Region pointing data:
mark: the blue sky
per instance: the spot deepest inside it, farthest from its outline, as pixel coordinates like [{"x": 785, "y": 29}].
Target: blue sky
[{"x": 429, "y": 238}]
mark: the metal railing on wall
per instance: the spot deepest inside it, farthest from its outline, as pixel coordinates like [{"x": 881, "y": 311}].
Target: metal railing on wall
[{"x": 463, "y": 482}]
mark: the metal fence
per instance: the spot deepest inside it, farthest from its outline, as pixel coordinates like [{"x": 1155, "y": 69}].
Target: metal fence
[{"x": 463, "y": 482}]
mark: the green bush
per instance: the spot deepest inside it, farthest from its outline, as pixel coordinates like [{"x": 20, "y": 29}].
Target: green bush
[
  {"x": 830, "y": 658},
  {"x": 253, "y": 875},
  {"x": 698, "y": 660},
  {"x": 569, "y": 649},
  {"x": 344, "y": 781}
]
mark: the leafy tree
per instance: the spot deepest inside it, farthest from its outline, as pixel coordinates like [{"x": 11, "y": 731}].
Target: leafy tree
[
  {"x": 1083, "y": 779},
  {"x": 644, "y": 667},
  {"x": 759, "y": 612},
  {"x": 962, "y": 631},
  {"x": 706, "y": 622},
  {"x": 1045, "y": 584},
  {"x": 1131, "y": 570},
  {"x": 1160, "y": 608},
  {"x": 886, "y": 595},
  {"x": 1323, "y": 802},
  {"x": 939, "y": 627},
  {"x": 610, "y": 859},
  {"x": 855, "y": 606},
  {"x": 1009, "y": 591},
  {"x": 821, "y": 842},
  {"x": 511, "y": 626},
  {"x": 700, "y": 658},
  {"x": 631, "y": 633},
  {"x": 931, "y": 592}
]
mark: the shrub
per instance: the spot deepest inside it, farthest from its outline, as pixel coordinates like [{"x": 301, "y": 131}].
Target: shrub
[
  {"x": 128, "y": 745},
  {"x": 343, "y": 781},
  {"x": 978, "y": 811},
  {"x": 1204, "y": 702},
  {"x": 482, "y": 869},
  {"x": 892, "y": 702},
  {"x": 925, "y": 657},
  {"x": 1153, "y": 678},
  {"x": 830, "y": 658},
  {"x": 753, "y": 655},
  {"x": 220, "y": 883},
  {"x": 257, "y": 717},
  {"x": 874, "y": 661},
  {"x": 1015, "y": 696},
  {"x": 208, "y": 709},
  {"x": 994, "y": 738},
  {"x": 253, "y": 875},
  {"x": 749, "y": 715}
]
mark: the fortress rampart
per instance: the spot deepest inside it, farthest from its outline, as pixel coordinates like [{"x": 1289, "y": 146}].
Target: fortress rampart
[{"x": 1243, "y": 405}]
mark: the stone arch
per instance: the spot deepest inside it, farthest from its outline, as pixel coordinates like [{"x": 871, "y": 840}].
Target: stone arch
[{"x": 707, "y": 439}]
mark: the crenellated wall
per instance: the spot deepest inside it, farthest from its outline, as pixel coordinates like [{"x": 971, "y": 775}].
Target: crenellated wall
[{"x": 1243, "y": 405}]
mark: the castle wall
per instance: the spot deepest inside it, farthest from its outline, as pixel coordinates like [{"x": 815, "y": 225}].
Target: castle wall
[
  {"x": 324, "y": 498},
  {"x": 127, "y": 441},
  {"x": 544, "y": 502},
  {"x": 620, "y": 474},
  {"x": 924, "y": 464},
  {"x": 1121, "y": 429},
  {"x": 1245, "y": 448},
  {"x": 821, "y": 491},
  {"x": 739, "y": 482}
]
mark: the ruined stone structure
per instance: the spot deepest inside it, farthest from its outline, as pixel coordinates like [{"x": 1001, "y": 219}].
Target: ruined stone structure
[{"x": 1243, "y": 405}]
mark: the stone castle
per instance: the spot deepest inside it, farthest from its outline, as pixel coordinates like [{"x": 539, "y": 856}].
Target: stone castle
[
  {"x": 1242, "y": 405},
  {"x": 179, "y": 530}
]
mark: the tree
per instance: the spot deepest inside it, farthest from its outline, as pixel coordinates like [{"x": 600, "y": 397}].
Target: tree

EXERCISE DETAILS
Output every record above exactly as it was given.

COMPLETED EXERCISE
mark: the blue sky
per instance: the spot deepest inside it, farthest from its outline, as pixel coordinates like [{"x": 785, "y": 29}].
Target: blue sky
[{"x": 429, "y": 238}]
mark: the metal railing on wall
per instance: the spot deepest inside it, farthest from its outline, as pixel coordinates like [{"x": 881, "y": 311}].
Target: metal railing on wall
[{"x": 463, "y": 482}]
mark: the metal fence
per instance: the spot deepest inside it, farthest from its outline, as pixel coordinates like [{"x": 1155, "y": 69}].
Target: metal fence
[{"x": 463, "y": 482}]
mark: the green bush
per instance: the spot deepest inside it, farthest from its outline, as pixel coordinates like [{"x": 20, "y": 29}].
Target: green bush
[
  {"x": 830, "y": 658},
  {"x": 253, "y": 875},
  {"x": 698, "y": 660},
  {"x": 569, "y": 649},
  {"x": 344, "y": 781}
]
mark: the leafy tree
per instance: the spot deepest inside it, farthest from its outline, as pixel coordinates like [{"x": 11, "y": 731}].
Target: leafy tree
[
  {"x": 1083, "y": 779},
  {"x": 644, "y": 667},
  {"x": 759, "y": 612},
  {"x": 962, "y": 631},
  {"x": 706, "y": 622},
  {"x": 1045, "y": 584},
  {"x": 1131, "y": 570},
  {"x": 1160, "y": 608},
  {"x": 886, "y": 595},
  {"x": 1323, "y": 802},
  {"x": 939, "y": 627},
  {"x": 610, "y": 859},
  {"x": 855, "y": 606},
  {"x": 1009, "y": 591},
  {"x": 821, "y": 842},
  {"x": 511, "y": 626},
  {"x": 700, "y": 658},
  {"x": 631, "y": 633},
  {"x": 931, "y": 592}
]
mark: the shrub
per instance: the spot deepest inside it, farthest from its outline, as pixel coordinates like [{"x": 301, "y": 131}].
Target: shrub
[
  {"x": 128, "y": 745},
  {"x": 343, "y": 781},
  {"x": 978, "y": 811},
  {"x": 1204, "y": 702},
  {"x": 482, "y": 869},
  {"x": 892, "y": 702},
  {"x": 925, "y": 657},
  {"x": 1153, "y": 678},
  {"x": 830, "y": 658},
  {"x": 753, "y": 655},
  {"x": 220, "y": 883},
  {"x": 257, "y": 717},
  {"x": 874, "y": 661},
  {"x": 1015, "y": 696},
  {"x": 208, "y": 709},
  {"x": 994, "y": 738},
  {"x": 253, "y": 875},
  {"x": 749, "y": 715}
]
mark: the fortress rampart
per instance: the spot deepest inside it, farthest from its outline, as pixel coordinates like [{"x": 1289, "y": 146}].
Target: fortress rampart
[{"x": 1243, "y": 405}]
mark: the stone arch
per instance: the spot deepest inside it, farthest from its outline, as pixel coordinates like [{"x": 871, "y": 840}].
Target: stone arch
[{"x": 707, "y": 439}]
mark: the crenellated wall
per instance: the spot deepest inside it, farthest from its outline, as pixel coordinates like [{"x": 971, "y": 775}].
Target: crenellated wall
[{"x": 1243, "y": 405}]
mark: the castle wall
per instance: the spot deepest inside it, farthest from its outline, as pixel coordinates like [{"x": 815, "y": 225}].
Target: castle wall
[
  {"x": 324, "y": 498},
  {"x": 127, "y": 441},
  {"x": 544, "y": 502},
  {"x": 620, "y": 474},
  {"x": 924, "y": 464},
  {"x": 1121, "y": 429},
  {"x": 1245, "y": 448},
  {"x": 821, "y": 491},
  {"x": 739, "y": 482}
]
mark: the ruined stone structure
per instance: the spot deepest inside it, farthest from its outline, as pixel coordinates like [{"x": 1001, "y": 219}].
Target: ruined stone structure
[{"x": 1243, "y": 405}]
mark: the stone castle
per instance: the spot deepest inside it, farthest from its outline, as pixel coordinates like [{"x": 539, "y": 856}].
Target: stone castle
[
  {"x": 1242, "y": 405},
  {"x": 179, "y": 530}
]
mark: the tree
per instance: the spot deepest inside it, farthest from its outline, as pixel coordinates like [{"x": 600, "y": 397}].
Target: tree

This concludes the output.